This is a delicious evening, when the whole body is one sense, and imbibes delight through every pore. I go and come with a strange liberty in Nature, a part of herself.

While I enjoy the friendship of the seasons I trust that nothing can make life a burden to me. The gentle rain which waters my beans and keeps me in the house today is not drear and melancholy, but good for me too. Though it prevents my hoeing them, it is of far more worth than my hoeing. If it should continue so long as to cause the seeds to rot in the ground and destroy the potatoes in the low lands, it would still be good for the grass on the uplands, and, being good for the grass, it would be good for me.

Some of my pleasantest hours were during the long rain-storms in the spring or fall, which confined me to the house for the afternoon as well as the forenoon, soothed by their ceaseless roar and pelting; when an early twilight ushered in a long evening in which many thoughts had time to take root and unfold themselves.

In one heavy thunder-shower the lightning struck a large pitch pine across the pond, making a very conspicuous and perfectly regular spiral groove from top to bottom, an inch or more deep, and four or five inches wide, as you would groove a walking-stick. I passed it again the other day, and was struck with awe on looking up and beholding that mark, now more distinct than ever, where a terrific and resistless bolt came down out of the harmless sky eight years ago.

### INFORMATION GIVEN
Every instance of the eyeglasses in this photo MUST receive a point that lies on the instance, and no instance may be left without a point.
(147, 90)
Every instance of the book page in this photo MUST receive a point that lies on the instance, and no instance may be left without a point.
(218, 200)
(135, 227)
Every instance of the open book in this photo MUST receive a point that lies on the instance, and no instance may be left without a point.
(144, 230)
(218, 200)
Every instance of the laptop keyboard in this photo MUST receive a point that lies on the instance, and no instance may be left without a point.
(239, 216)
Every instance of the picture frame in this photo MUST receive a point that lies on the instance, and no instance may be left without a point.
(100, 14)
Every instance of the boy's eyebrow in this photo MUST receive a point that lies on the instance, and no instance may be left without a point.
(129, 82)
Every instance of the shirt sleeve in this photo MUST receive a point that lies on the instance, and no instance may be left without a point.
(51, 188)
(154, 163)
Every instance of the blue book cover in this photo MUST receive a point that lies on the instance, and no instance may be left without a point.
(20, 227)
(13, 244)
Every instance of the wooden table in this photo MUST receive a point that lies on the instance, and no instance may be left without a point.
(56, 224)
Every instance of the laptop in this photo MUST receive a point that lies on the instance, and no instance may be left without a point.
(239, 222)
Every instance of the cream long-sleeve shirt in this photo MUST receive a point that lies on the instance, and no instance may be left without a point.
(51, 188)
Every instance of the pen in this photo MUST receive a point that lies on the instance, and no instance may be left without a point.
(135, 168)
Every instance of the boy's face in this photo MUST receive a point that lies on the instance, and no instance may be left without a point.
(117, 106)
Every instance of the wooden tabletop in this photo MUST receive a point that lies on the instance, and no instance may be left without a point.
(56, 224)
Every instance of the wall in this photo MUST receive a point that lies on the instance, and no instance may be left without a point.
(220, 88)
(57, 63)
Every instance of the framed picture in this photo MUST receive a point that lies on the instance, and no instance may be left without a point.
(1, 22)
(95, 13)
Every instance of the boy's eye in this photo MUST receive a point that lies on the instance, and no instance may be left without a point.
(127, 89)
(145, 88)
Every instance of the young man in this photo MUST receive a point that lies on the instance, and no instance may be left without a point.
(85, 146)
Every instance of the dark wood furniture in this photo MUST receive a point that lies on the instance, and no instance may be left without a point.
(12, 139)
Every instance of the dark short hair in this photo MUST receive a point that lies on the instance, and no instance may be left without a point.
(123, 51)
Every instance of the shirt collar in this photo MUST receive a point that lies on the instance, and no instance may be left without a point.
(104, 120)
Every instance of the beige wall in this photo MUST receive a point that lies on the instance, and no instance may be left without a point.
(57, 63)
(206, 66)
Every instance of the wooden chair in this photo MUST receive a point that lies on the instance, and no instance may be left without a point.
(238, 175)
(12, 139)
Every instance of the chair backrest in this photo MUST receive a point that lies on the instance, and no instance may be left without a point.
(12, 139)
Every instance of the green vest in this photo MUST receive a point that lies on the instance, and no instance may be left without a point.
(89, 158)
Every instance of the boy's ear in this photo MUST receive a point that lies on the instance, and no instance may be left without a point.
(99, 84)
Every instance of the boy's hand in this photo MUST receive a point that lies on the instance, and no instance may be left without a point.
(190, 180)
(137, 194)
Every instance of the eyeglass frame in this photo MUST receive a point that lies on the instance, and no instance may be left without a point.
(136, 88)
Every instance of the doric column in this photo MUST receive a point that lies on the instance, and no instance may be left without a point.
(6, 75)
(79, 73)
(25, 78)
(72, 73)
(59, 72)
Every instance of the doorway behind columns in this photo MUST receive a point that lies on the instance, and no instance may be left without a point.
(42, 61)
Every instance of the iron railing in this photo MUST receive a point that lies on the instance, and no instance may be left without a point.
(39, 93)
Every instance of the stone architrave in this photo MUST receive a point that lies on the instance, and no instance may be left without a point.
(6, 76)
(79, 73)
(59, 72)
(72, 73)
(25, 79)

### WORK INSTRUCTIONS
Go on with the passage about rainy days by the pond and the lightning-struck pine, starting right after its last sentence. The material has no connection to the text.

### REPLY TO THE TASK
Men frequently say to me, "I should think you would feel lonesome down there, and want to be nearer to folks, rainy and snowy days and nights especially." I am tempted to reply to such — This whole earth which we inhabit is but a point in space. How far apart, think you, dwell the two most distant inhabitants of yonder star, the breadth of whose disk cannot be appreciated by our instruments? Why should I feel lonely? is not our planet in the Milky Way? This which you put seems to me not to be the most important question. What sort of space is that which separates a man from his fellows and makes him solitary?

I find it wholesome to be alone the greater part of the time. To be in company, even with the best, is soon wearisome and dissipating. I love to be alone. I never found the companion that was so companionable as solitude. We are for the most part more lonely when we go abroad among men than when we stay in our chambers. A man thinking or working is always alone, let him be where he will. Solitude is not measured by the miles of space that intervene between a man and his fellows.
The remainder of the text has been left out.